### Passage for review
----------------

It now remains to perform some validation diagnostics. We check first the (partial) correlograms to ensure that there is no residual autocorrelation, then test the normality of the residuals and the hypothesis that they are white noise.

To add a confidence interval to the QQ-plots, we can use two methods. Recall that the standard normal quantile-quantile plot has - on the \(x\) axis, the theoretical quantiles, \(\Phi^{-1}(\mathrm{rank}(X_i)/(n+1))\) - on the \(y\) axis, the empirical quantiles, \(X_i\)

Under the null hypothesis that the observations are independent and identically distributed from \(\mathcal{N}(0,1)\)

the \(i\)th order statistic of the uniform \(U_{(i)}=\Phi^{-1}(X_{(i)})\) is distributed as Beta \(\mathcal{B}(i, n-i+1)\). Thus, a 95% pointwise confidence interval can be obtained by taking the 2.5 and 97.5 percentiles of the Beta and applying the transformation \(\Phi^{-1}\) to the latter.
We can resort to the bootstrap and simulate \(B=1000\) samples under the null hypothesis. Here, we would thus generate \(B\) samples from \(\mathcal{N}(0,1)\) of size \(n\) and order each of them. This yields \(\{X_{i,b}\}\) for \(i=1, \ldots, n\) and \(b = 1, \ldots, B\) where \(X_{1,b} < X_{2, b} < \ldots, X_{n,b}\). It remains to take the 2.5 and 97.5 percentiles of the \(i\)th order statistic \(\{X_{i, b}\}, b=1, \ldots, B\). Note that if your residuals were \(\mathcal{N}(\mu, \sigma^2)\) rather than \(\mathcal{N}(0,1)\) and you scaled them by subtracting \(\hat{\mu}\) and dividing by \(\hat{\sigma}\), you should scale the replicate samples in an analogous fashion by estimating the mean and variance of each of the \(B\) samples.

oldpar <- par(no.readonly = TRUE)
par(mfrow = c(1, 2))
TSA::acf(resid(filtered)$res, main = "Residuals - Air passengers")
pacf(resid(filtered)$res, main = "Residuals - Air passengers")

par(oldpar)

# Normal quantile-quantile plot with confidence intervals
res <- resid(filtered)$res
n <- length(res)

----------------

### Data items

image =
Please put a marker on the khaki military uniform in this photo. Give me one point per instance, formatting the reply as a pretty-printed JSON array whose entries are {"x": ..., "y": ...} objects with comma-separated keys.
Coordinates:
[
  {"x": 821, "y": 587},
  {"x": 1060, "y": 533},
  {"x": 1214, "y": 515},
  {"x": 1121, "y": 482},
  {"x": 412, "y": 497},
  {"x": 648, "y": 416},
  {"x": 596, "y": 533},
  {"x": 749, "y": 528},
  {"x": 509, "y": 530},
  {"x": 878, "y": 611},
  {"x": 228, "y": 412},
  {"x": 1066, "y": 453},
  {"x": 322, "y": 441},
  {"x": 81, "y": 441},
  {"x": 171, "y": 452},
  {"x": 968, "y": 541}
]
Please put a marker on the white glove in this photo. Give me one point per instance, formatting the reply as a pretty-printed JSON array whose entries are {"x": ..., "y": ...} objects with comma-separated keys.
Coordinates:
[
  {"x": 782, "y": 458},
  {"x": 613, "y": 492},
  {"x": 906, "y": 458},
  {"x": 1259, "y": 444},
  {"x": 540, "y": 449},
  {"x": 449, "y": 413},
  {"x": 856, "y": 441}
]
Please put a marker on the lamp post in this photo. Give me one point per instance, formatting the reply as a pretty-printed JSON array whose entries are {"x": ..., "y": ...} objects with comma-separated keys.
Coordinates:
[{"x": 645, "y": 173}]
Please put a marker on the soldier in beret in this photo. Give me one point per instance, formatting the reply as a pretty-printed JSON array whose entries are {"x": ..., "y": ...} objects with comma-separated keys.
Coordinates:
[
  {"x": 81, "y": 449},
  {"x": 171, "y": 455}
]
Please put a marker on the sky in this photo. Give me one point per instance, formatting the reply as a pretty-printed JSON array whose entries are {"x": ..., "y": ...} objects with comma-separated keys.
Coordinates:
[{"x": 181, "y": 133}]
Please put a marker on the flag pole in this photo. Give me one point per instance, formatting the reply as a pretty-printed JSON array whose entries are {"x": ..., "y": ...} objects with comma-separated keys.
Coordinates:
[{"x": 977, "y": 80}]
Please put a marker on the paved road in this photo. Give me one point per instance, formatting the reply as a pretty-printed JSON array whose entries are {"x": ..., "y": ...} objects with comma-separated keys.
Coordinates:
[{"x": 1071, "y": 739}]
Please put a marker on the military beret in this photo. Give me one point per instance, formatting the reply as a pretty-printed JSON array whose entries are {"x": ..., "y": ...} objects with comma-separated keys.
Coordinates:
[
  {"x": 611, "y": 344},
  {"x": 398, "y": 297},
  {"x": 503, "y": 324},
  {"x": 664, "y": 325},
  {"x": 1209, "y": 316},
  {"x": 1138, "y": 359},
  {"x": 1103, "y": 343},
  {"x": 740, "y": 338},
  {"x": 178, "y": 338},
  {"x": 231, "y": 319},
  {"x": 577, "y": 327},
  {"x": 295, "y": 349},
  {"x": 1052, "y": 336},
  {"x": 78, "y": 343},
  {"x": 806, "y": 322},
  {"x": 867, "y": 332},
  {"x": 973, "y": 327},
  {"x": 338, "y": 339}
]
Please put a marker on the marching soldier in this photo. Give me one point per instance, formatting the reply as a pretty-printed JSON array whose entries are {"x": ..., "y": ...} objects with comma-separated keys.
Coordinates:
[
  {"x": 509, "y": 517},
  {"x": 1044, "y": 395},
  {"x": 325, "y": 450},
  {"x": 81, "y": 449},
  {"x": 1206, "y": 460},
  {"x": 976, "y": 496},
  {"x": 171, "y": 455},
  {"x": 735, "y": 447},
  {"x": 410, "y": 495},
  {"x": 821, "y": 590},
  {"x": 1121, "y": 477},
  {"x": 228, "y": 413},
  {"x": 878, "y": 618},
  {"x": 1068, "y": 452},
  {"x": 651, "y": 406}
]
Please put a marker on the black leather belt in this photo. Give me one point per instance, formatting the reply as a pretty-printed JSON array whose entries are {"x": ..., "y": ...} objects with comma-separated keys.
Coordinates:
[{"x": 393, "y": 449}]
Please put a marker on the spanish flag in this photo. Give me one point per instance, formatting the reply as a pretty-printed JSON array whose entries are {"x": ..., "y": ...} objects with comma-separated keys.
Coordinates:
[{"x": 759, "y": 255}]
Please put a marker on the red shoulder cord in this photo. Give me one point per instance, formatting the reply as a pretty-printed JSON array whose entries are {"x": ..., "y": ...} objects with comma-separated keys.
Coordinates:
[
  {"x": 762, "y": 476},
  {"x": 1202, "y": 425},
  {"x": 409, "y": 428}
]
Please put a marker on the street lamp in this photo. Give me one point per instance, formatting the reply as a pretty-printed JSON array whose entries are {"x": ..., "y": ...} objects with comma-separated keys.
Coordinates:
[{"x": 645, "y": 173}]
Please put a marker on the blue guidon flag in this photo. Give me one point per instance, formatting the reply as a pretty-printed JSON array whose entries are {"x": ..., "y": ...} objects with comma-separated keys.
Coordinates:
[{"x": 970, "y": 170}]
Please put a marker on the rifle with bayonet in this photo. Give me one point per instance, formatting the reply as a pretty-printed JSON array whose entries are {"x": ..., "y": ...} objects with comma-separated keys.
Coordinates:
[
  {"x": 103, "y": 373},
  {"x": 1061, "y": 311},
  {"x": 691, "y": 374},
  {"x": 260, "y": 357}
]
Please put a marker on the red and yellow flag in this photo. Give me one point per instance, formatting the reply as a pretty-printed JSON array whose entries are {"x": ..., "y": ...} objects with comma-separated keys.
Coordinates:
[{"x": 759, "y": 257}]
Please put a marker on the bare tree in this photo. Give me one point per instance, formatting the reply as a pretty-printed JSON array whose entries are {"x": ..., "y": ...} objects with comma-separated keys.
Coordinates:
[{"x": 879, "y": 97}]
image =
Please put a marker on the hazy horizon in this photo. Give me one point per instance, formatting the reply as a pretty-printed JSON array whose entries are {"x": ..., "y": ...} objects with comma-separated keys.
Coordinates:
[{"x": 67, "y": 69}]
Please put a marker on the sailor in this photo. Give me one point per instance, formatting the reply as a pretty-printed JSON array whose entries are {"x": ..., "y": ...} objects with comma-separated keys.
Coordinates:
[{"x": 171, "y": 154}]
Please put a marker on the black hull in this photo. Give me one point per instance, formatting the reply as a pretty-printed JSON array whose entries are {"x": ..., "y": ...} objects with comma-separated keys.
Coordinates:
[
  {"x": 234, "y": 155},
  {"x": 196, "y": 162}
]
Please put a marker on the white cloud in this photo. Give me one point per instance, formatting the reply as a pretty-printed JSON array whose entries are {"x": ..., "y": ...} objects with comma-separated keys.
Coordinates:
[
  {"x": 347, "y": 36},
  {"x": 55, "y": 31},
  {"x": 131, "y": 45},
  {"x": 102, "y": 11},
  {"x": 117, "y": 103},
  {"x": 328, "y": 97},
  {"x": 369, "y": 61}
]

----------------

### Questions to answer
**A.** Transcribe the stretch of the passage on validation diagnostics from "We can resort" through "par(mfrow = c(1, 2))".
**B.** Translate this sentence from the passage on validation diagnostics into French: "We check first the (partial) correlograms to ensure that there is no residual autocorrelation, then test the normality of the residuals and the hypothesis that they are white noise."

### Answers to the exercises
**A.**
We can resort to the bootstrap and simulate \(B=1000\) samples under the null hypothesis. Here, we would thus generate \(B\) samples from \(\mathcal{N}(0,1)\) of size \(n\) and order each of them. This yields \(\{X_{i,b}\}\) for \(i=1, \ldots, n\) and \(b = 1, \ldots, B\) where \(X_{1,b} < X_{2, b} < \ldots, X_{n,b}\). It remains to take the 2.5 and 97.5 percentiles of the \(i\)th order statistic \(\{X_{i, b}\}, b=1, \ldots, B\). Note that if your residuals were \(\mathcal{N}(\mu, \sigma^2)\) rather than \(\mathcal{N}(0,1)\) and you scaled them by subtracting \(\hat{\mu}\) and dividing by \(\hat{\sigma}\), you should scale the replicate samples in an analogous fashion by estimating the mean and variance of each of the \(B\) samples.

oldpar <- par(no.readonly = TRUE)
par(mfrow = c(1, 2))

**B.** Nous vérifions d'abord les corrélogrammes (partiels) pour nous assurer qu'il n'y a pas d'autocorrélation résiduelle, puis nous testons la normalité des résidus et l'hypothèse selon laquelle ils constituent un bruit blanc.